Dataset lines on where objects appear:
***

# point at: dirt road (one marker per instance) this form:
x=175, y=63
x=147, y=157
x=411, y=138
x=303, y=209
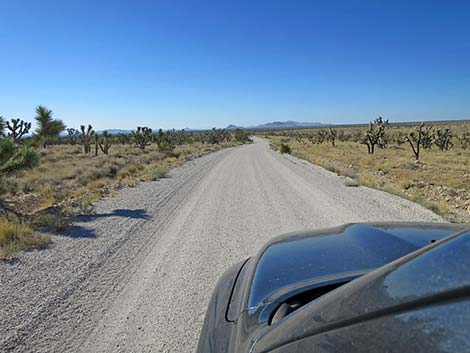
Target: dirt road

***

* INSTRUCTIONS FOR THE TASK *
Render these lines as a Markdown table with the columns Row and Line, numbering each line and skipping blank ones. Leave the pictures out of the answer.

* CORRECT RESPONSE *
| Row | Line |
|---|---|
| 1 | # point at: dirt road (one marker per instance) this form: |
| 2 | x=175, y=63 |
| 3 | x=147, y=157 |
| 4 | x=411, y=138 |
| 5 | x=303, y=209 |
| 6 | Target: dirt road |